PASSAGE GIVEN:

Hélène, The Daughter of Fantômas

La Fille de Fantômas by Pierre Souvestre and Marcel Allain, vol. 8. Cover illustration by Gino Starace. Paris: Arthème Fayard, 1911 (1920s reprint). Author’s Collection.

In the eighth Fantômas novel, Souvstre and Allain added a new core character to the series, Hélène, the “Daughter of Fantômas.” Born in South Africa and ignorant of her parentage, she was raised outside of Durbin by a nanny named Old Laetitia. Cross-dressed as a rancher called Teddy, she is an excellent horseback rider, crack shot with a rifle, and an occasional opium smoker. On her sixteenth birthday, Laetitia delivers a letter to her written by Fantômas, her absent father who has returned to claim her as his own. The revelation blows Hélène’s mind, and the confused teenager runs away.

Meanwhile, Juve and Fandor have pursued Fantômas to South Africa, following the archcriminal’s escape from the hangman’s noose in London.[1] During the course of their investigations, Teddy befriends Fandor. One day, while riding horses together on the savannah, Teddy takes a fall and is rendered unconscious, prostrate on the ground. Fandor rushes to Teddy’s side, unbuttons the rancher’s shirt to revive his pal, and discovers… ample breasts! Fandor is bouleversé (emotionally overwhelmed) and the quickly revived Hélène fâchée (furious). She leaps back on her horse and gallops away, leaving the slack-jawed Fandor behind.

SUPPLIED ENTRIES:
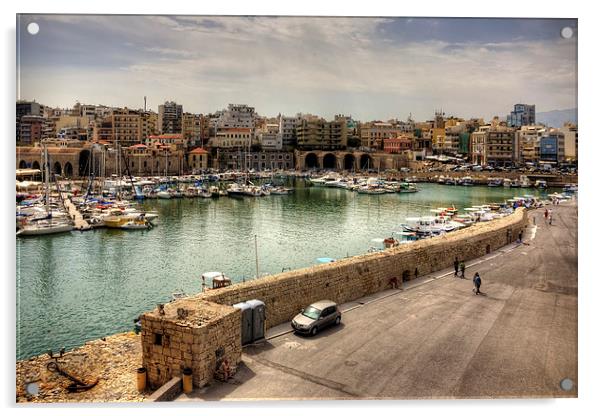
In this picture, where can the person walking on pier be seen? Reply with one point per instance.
(477, 284)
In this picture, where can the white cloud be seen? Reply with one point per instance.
(301, 64)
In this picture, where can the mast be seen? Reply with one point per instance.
(46, 181)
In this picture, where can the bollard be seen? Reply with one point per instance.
(187, 380)
(141, 379)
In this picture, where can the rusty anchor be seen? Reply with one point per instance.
(77, 385)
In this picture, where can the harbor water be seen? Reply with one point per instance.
(80, 286)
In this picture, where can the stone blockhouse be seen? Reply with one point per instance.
(211, 328)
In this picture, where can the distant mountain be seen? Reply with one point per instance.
(556, 118)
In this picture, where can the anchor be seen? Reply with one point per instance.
(77, 385)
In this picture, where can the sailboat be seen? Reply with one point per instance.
(47, 224)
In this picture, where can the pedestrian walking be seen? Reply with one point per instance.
(477, 284)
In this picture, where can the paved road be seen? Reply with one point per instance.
(439, 340)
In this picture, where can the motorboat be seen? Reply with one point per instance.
(494, 182)
(44, 227)
(467, 181)
(217, 279)
(541, 184)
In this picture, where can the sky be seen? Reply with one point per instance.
(369, 68)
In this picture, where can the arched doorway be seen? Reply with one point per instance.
(84, 163)
(329, 161)
(68, 170)
(311, 161)
(349, 162)
(56, 169)
(366, 162)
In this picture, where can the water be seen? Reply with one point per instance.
(80, 286)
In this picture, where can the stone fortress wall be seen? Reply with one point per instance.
(284, 294)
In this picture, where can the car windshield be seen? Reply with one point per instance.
(311, 312)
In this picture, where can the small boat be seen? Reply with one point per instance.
(218, 280)
(494, 182)
(467, 181)
(524, 181)
(45, 227)
(541, 184)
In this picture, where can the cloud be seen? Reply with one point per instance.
(350, 65)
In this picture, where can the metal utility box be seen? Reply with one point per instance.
(246, 329)
(258, 308)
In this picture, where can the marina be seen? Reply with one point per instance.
(113, 274)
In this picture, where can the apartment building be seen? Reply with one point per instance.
(170, 118)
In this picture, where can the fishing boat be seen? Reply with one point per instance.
(139, 223)
(495, 182)
(47, 224)
(524, 181)
(467, 181)
(217, 279)
(541, 184)
(407, 187)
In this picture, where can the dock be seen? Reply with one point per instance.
(79, 223)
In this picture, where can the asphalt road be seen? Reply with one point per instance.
(439, 339)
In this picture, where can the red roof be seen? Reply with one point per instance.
(166, 136)
(236, 130)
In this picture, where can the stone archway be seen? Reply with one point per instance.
(68, 170)
(349, 162)
(56, 169)
(311, 161)
(329, 161)
(366, 162)
(85, 166)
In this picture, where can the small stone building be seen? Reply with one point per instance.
(190, 333)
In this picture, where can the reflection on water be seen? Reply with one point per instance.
(80, 286)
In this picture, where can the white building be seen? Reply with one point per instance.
(570, 132)
(270, 137)
(237, 116)
(288, 130)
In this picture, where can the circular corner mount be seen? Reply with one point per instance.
(33, 28)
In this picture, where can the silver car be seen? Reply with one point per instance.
(316, 317)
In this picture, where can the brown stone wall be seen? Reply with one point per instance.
(170, 343)
(286, 293)
(211, 324)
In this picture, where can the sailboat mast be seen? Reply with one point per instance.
(46, 181)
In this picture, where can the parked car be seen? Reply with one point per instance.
(316, 317)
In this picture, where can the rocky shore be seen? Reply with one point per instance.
(112, 360)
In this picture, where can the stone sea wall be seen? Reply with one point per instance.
(201, 331)
(344, 280)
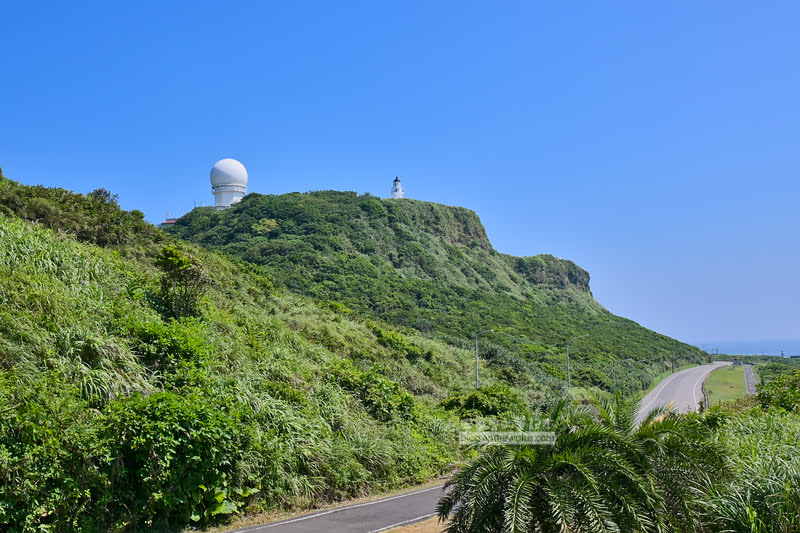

COMPLETE THE FOLLOWING:
**1)** Decide whether each statement agrees with the passage on Hélène, the daughter of Fantômas, and back each yes or no with the deciding words from the passage, quoted exactly. (a) Hélène grew up in the care of a nanny. (b) The letter Hélène receives on her sixteenth birthday was written by Juve. (c) After Hélène is revived, Fandor is the one who rides away.
**2)** Carry on writing the passage on Hélène, the daughter of Fantômas, picking up right after its last sentence.

IN RESPONSE:
**1)**
(a) Yes: "a nanny named Old Laetitia"
(b) No: "Laetitia delivers a letter to her written by Fantômas"
(c) No: "She leaps back on her horse and gallops away, leaving the slack-jawed Fandor behind."

**2)**
As the novel unfolds, Juve and Fandor pressure Hélène to assist them in capturing Fantômas. Repeatedly, she refuses to cooperate. While Hélène fears having inherited Fantômas’s criminal malevolence, she also feels a filial obligation to him. However, she rejects his appeals for the two them to reunite as a family. Fleeing South Africa for good at the end of the novel, Hélène ditches Juve and Fandor by uncoupling a locomotive engine from the coal car, leaving the thwarted duo behind.

With the introduction of Hélène, gender trouble entered into Fantômas. Up to this point, the series had resonated in an exclusively masculine key. Fantômas is a domineering man, “The Lord of Terror” who brutally punishes those who thwart or betray him. In their pursuit of the archcriminal, Juve and Fandor bond in a bromance that strengthens with each novel. Among Belle Époque readers of popular novels, men were the greatest fans of Fantômas, while women tended to prefer historical melodramas and sentimental novels, such as Les Deux Orphelines (“The Orphaned Twin Sisters,” 1874) and La Porteuse du pain (“The Bread Delivery Woman,” 1889).[2]

Le Bouquet tragique (“The Fatal Bouquet”) by Pierre Souvestre and Marcel Allain, vol. 23. Cover illustration by Gino Starace. Paris: Arthème Fayard, 1911 (1920s reprint). Author’s Collection.

Fantômas is a misogynist and merciless sadist. He sends the Baroness Valentine de Lescaux opium-laced black roses repeatedly before murdering her. In a Monte Carlo casino, he blindfolds Isabelle de Guerray and presses a knife blade against her arm so she can feel blood (actually warm water) flowing down her arm, until she loses consciousness and dies of fright. Fantômas terrorizes working-class women as well. He binds lace maker Marie Pascale to a chair, gags her, and rigs a revolver with strings attached to counterweights to fire once a candle’s flame has burned through its threads.

Un roi prisonnier de Fantômas (“A Royal Prisoner of Fantômas”) by Piere Souvestre and Marcel Allain, “Collection Rex” no. IX. Cover Illustration by M. Gourdon. Paris: Vantillard, n.d. (c. 1950). Abridged reissue of the novel in magazine format. Author’s collection.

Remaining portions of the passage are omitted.